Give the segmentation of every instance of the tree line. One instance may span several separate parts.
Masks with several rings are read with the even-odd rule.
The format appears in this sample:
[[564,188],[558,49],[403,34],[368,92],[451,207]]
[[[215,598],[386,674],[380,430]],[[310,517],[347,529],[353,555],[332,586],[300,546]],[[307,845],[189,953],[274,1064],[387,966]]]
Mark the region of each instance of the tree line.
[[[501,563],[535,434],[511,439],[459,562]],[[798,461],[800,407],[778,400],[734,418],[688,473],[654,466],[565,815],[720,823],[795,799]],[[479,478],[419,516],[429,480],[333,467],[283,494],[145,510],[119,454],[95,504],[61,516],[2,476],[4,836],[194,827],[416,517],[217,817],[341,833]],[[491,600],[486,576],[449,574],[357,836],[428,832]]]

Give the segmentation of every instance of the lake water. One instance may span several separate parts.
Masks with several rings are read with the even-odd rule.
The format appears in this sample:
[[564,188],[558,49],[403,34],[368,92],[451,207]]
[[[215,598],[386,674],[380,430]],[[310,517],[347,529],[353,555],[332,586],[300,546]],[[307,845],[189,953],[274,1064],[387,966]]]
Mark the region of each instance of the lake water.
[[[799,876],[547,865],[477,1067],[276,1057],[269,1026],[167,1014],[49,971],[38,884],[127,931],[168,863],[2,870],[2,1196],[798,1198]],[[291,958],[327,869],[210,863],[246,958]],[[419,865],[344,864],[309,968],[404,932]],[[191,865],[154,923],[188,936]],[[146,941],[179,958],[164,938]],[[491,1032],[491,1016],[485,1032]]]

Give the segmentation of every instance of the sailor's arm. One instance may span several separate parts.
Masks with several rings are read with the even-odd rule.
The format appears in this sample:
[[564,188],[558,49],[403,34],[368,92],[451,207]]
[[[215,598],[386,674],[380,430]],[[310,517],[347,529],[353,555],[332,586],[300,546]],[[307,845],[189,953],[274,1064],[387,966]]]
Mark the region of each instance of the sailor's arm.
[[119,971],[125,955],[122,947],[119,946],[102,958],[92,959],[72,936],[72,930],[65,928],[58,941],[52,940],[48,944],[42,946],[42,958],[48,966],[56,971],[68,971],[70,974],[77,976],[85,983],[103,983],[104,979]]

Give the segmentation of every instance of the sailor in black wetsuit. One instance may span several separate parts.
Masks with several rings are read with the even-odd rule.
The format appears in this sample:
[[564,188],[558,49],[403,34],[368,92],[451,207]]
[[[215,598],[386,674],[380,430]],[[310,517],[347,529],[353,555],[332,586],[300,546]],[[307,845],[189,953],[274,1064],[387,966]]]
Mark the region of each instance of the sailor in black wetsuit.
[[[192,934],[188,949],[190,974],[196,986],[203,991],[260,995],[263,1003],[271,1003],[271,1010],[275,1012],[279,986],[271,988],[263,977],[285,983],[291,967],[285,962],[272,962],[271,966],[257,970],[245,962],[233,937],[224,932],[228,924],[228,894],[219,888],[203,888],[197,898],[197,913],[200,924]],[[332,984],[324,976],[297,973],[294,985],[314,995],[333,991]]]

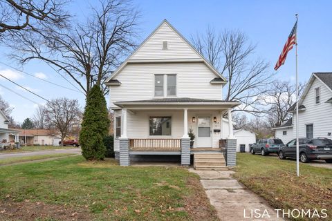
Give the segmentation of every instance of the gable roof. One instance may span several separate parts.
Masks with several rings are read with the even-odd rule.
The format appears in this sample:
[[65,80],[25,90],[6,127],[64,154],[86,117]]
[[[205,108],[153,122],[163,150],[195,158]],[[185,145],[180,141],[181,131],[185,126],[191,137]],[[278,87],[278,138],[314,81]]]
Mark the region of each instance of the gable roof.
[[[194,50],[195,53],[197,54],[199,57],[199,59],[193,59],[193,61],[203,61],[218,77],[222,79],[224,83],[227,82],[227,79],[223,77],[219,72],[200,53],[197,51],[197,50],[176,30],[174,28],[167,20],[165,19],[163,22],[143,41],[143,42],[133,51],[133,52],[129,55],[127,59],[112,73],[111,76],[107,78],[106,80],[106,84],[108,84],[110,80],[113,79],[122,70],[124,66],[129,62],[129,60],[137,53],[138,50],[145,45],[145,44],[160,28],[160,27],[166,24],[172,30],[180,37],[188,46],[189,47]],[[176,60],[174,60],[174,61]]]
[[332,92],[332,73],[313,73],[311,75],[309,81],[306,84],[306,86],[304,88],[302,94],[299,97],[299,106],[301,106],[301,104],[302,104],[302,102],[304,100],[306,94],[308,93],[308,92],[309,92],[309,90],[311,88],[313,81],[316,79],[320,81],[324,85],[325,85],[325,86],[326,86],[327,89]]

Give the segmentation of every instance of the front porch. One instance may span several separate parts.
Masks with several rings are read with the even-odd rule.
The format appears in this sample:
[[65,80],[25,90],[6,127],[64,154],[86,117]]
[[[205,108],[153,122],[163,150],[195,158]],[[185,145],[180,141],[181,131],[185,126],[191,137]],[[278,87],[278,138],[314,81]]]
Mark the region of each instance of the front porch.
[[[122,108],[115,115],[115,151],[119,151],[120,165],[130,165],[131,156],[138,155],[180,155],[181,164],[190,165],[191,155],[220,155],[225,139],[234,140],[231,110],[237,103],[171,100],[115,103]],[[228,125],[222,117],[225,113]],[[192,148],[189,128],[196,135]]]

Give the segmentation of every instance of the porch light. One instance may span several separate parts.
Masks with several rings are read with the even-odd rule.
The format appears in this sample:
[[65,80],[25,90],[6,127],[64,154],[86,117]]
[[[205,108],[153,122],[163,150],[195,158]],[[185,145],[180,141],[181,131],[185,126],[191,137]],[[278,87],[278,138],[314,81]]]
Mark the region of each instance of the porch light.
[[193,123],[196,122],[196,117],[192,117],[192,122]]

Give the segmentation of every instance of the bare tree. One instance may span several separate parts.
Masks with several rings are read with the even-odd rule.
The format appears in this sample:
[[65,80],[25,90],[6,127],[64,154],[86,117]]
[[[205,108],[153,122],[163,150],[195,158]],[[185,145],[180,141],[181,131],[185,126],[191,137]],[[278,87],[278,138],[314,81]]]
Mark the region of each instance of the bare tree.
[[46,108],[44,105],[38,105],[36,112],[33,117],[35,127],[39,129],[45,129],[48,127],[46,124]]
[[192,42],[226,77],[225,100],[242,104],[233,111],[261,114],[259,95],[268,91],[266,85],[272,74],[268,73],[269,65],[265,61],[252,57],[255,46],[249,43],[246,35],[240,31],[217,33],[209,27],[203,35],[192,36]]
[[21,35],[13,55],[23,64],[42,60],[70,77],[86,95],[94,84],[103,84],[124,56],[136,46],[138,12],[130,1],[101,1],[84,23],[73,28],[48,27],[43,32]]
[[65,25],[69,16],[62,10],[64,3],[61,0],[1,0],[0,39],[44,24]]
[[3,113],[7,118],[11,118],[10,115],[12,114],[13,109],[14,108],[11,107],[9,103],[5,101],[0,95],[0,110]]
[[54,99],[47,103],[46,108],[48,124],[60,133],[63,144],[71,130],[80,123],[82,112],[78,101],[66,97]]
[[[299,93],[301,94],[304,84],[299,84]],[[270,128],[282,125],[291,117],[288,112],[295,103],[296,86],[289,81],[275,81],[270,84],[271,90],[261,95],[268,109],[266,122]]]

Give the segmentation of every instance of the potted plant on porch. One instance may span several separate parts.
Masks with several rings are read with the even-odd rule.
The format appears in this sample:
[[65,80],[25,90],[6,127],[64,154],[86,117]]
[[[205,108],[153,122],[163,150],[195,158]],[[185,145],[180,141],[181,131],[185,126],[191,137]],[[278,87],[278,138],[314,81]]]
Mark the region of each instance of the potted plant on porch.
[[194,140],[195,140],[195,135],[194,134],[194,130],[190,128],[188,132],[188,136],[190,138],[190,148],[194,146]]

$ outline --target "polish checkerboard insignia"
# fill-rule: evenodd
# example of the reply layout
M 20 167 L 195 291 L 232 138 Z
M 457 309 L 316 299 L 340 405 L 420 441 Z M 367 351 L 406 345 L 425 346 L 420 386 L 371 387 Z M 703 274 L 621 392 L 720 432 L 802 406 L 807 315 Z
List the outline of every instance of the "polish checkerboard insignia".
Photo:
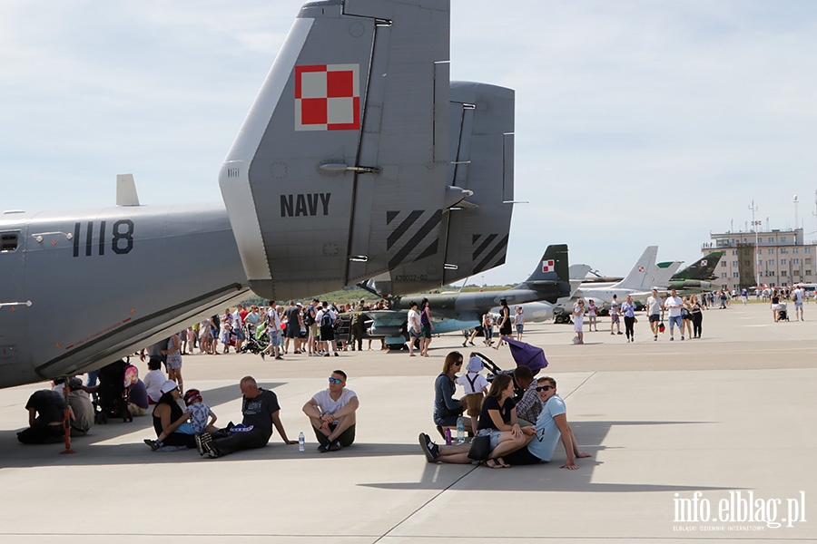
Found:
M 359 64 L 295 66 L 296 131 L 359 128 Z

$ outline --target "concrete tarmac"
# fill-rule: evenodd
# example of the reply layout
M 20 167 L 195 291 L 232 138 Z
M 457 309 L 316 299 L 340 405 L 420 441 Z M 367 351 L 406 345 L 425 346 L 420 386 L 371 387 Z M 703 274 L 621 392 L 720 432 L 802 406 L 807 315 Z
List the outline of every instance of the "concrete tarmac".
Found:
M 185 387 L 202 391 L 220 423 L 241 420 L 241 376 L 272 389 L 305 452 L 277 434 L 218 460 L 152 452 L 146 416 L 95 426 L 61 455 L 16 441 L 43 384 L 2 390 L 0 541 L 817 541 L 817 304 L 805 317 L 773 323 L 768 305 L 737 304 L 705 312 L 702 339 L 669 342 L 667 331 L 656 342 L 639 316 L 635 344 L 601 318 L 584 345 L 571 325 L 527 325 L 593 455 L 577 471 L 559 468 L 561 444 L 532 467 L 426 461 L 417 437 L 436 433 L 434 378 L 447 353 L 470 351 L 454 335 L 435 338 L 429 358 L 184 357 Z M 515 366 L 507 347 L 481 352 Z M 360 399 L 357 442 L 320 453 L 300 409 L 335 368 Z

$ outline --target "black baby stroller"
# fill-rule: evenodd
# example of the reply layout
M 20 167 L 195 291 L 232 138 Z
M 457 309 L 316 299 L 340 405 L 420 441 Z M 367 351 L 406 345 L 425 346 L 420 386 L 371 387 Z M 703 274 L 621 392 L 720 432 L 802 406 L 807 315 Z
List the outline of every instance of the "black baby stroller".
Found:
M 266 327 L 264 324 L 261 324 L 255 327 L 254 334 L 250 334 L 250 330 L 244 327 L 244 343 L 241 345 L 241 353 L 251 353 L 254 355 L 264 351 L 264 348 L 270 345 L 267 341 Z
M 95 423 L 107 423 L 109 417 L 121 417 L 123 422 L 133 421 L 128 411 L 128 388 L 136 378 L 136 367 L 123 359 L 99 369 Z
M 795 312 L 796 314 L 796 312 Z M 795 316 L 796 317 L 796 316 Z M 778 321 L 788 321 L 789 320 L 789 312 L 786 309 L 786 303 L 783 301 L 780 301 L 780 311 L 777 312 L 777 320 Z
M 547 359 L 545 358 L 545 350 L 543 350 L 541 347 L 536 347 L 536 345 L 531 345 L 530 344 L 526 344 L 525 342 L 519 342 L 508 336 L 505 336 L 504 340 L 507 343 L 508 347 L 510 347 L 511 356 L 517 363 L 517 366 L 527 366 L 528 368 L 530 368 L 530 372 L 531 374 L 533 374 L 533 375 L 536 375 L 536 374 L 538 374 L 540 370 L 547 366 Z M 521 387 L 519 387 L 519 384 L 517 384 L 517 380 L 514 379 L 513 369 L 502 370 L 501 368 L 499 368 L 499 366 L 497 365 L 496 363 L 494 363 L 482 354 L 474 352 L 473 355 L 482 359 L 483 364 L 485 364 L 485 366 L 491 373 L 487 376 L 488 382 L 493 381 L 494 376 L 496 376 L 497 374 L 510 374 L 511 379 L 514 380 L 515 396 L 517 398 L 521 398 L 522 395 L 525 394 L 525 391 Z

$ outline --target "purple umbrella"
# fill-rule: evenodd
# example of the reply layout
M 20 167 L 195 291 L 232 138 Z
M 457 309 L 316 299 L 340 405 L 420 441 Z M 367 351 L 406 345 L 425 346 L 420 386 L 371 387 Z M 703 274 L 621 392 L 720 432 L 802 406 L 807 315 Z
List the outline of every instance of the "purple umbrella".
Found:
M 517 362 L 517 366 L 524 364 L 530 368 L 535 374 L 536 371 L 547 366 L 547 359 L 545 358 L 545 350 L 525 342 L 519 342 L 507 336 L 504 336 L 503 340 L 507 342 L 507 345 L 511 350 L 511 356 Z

What you are asked to do:
Reproduce the stretch from the line containing "Give the segmentation of every instance of the front" through the line containing "[[193,123],[196,122],[196,117],[192,117],[192,122]]", swapping "porch light" for "porch lamp" and leaving everything else unchanged.

Solution for this problem:
Give the segmentation of every instance of the front porch. One instance may span several separate parts.
Masks with several rings are read with the even-odd rule.
The format appears in this sample:
[[65,80],[25,90],[6,127],[64,154],[86,117]]
[[[205,108],[153,122],[163,150],[195,158]],[[185,145],[180,141],[181,131],[185,126],[191,137]],[[278,87],[278,138],[314,81]]]
Mark the region of each instance of the front porch.
[[[122,108],[115,115],[115,151],[119,151],[120,165],[130,165],[131,156],[138,155],[180,155],[181,164],[190,165],[191,155],[220,155],[225,139],[234,140],[231,110],[237,103],[171,100],[115,103]],[[228,125],[222,117],[225,113]],[[192,148],[189,128],[196,135]]]

Give the segmentation of every instance of the porch lamp. One instance may span several separate parts.
Masks with several rings are read with the even-odd rule.
The format appears in this sample:
[[65,80],[25,90],[6,127],[64,154],[86,117]]
[[[205,108],[153,122],[163,150],[195,158]],[[185,145],[180,141],[181,131],[185,126],[191,137]],[[278,87],[278,138],[314,81]]]
Mark the region of each instance of the porch lamp.
[[193,123],[196,122],[196,117],[192,117],[192,122]]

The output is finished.